— BEGIN —

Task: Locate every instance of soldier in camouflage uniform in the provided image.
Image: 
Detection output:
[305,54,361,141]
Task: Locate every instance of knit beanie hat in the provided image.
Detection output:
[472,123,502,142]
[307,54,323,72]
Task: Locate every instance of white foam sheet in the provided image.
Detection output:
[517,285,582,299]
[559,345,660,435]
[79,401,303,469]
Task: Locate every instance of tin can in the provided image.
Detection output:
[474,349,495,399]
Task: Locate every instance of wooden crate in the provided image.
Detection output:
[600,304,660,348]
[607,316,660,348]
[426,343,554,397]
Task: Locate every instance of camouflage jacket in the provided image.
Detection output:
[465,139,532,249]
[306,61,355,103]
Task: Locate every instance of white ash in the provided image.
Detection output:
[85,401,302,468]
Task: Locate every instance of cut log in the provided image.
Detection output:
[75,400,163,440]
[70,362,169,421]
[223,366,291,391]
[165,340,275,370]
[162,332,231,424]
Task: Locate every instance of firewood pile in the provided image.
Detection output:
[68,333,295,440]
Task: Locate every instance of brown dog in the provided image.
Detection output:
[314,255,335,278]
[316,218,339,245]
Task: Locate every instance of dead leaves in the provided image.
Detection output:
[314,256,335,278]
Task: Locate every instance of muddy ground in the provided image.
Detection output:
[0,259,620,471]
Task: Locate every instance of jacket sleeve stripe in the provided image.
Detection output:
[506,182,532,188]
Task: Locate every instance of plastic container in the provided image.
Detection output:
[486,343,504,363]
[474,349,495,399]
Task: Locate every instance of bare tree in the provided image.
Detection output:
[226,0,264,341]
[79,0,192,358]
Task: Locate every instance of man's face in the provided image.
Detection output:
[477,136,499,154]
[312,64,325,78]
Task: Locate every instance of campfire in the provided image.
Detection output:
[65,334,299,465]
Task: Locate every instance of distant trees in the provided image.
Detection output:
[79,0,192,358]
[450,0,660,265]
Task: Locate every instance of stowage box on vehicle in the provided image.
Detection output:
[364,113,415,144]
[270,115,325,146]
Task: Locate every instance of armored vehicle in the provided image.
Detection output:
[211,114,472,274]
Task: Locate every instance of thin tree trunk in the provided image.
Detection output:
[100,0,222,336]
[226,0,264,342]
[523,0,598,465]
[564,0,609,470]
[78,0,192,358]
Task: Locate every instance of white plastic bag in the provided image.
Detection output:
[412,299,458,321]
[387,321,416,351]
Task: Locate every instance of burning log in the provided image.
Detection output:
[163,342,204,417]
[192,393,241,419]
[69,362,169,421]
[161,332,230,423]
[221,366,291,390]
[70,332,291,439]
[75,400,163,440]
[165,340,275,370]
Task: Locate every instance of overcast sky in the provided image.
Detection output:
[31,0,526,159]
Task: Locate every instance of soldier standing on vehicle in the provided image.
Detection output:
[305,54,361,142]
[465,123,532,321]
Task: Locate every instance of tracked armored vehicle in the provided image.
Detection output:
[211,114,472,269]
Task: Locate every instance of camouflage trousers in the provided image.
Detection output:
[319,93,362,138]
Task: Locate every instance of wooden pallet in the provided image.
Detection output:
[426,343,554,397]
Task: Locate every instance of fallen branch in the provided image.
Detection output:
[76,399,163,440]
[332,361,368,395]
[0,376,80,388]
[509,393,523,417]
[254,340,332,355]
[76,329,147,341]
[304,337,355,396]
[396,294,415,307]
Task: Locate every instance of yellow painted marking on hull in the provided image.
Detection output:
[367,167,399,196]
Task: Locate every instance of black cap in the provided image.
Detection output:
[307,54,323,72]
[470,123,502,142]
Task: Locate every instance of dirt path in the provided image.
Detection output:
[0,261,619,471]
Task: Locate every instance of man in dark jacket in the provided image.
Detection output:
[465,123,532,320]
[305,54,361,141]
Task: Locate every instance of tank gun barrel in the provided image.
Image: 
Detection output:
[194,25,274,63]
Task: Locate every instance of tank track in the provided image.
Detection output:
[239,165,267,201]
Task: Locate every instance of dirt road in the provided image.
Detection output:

— END —

> **To be done**
Rewrite all of the lines above as a numbered list, leaving out any blank lines.

> **Answer to this task**
1. Task: Locate every instance of soldier in camouflage uniform in the provided image.
2. Image: 
3. Detection output:
4. [305,54,361,141]
5. Task: Locate every instance of knit beanie hat in the provided image.
6. Detection output:
7. [472,123,502,142]
8. [307,54,323,72]
9. Task: Locate every instance of white foam sheet in the provided image.
10. Detection output:
11. [517,285,582,299]
12. [559,345,660,435]
13. [79,401,303,469]
14. Task: Locate every instance of tin can in the provided image.
15. Detection output:
16. [474,349,495,399]
17. Task: Locate every instance of wooden crate in the provided image.
18. Detection output:
19. [600,304,660,348]
20. [607,316,660,348]
21. [426,343,554,397]
22. Task: Locate every instance of camouflage jacket in the provided image.
23. Detection output:
24. [465,139,532,249]
25. [306,61,355,103]
26. Task: Locate every instance of white ash in the provided image.
27. Detection output:
28. [85,401,302,468]
29. Task: Locate every instance of cut log in the provided image.
30. Detection output:
31. [75,400,163,440]
32. [70,362,169,421]
33. [223,366,291,391]
34. [165,340,275,370]
35. [162,332,231,424]
36. Task: Locate every instance of firewood pile in the provided image.
37. Detection output:
38. [68,333,295,440]
39. Task: Locate every instance of brown dog in the provided image.
40. Detection output:
41. [314,255,335,278]
42. [316,218,339,245]
43. Task: Locate every instance of dead leaves in the provided image.
44. Detection output:
45. [314,256,335,278]
46. Task: Locate every instance of muddy ground in the provided image.
47. Detection output:
48. [0,259,620,471]
49. Task: Locate every instance of jacket sleeve stripe in the provided image.
50. Detection output:
51. [506,182,532,188]
52. Task: Locate every instance of plastic container in the provided image.
53. Detection output:
54. [486,343,504,363]
55. [474,349,495,399]
56. Task: Locate every instance of bare tree in the provided image.
57. Detection output:
58. [226,0,264,341]
59. [79,0,192,358]
60. Task: Locate every instance of man's face in the provided image.
61. Detection output:
62. [477,136,499,154]
63. [312,64,325,78]
64. Task: Locate every instance of campfire in the provided image.
65. Detection output:
66. [65,334,299,465]
67. Task: Locate every instance of distant trees in the provided image.
68. Detection output:
69. [79,0,192,358]
70. [450,0,660,265]
71. Task: Locate every instance of stowage box on vehicle in the provided image.
72. Detection output:
73. [364,113,415,144]
74. [270,115,325,146]
75. Task: Locate every instance of armored vehicle in the provided image.
76. Detection output:
77. [211,114,472,274]
78. Task: Locate every instance of thin tree trunk in the provided image.
79. Detection output:
80. [100,0,222,336]
81. [226,0,264,342]
82. [523,0,598,465]
83. [564,0,609,470]
84. [78,0,192,358]
85. Task: Locate every instance of white plastic bag in the provided image.
86. Detection output:
87. [412,299,458,321]
88. [387,321,416,351]
89. Task: Locate every instance of burning log in the provided image.
90. Detection output:
91. [163,342,204,417]
92. [192,393,241,419]
93. [69,362,169,421]
94. [161,332,230,423]
95. [221,366,291,390]
96. [70,332,291,439]
97. [75,400,163,440]
98. [165,340,275,370]
99. Task: Locate every instance of overcast sky in the provided image.
100. Detection output:
101. [31,0,526,159]
102. Task: Locate every instance of soldier standing on vehicle in the provided image.
103. Detection output:
104. [305,54,361,142]
105. [465,123,532,321]
106. Task: Locate every instance of tracked armored vehicle in the provided image.
107. Detection output:
108. [211,114,472,269]
109. Task: Locate every instance of camouflage trousers in the provided image.
110. Detection output:
111. [319,93,362,138]
112. Task: Locate every instance of wooden pallet in the provided image.
113. Detection output:
114. [426,343,554,397]
115. Task: Locate every instance of fallen branch in the provided image.
116. Detection output:
117. [76,399,163,440]
118. [332,361,368,395]
119. [0,376,80,388]
120. [509,393,523,417]
121. [254,340,332,355]
122. [76,329,147,341]
123. [304,337,355,396]
124. [396,294,415,307]
125. Task: Locate every instance of yellow painted marking on hull in the provided image.
126. Detection output:
127. [367,167,399,196]
128. Task: Locate every instance of black cap in the provided image.
129. Detection output:
130. [307,54,323,72]
131. [470,123,502,142]
132. Task: Locate every instance of dirt path in the provided image.
133. Detection output:
134. [0,261,619,471]
135. Task: Locate every instance of man in dark jacket in the provided image.
136. Detection output:
137. [465,123,532,320]
138. [305,54,361,141]
139. Task: Locate every instance of tank gun barrel in the provided image.
140. Image: 
141. Detection output:
142. [194,25,274,63]
143. Task: Locate every instance of tank track in the provided image.
144. Detection output:
145. [239,165,267,201]
146. Task: Locate every instance of dirt road in the provided image.
147. Detection output:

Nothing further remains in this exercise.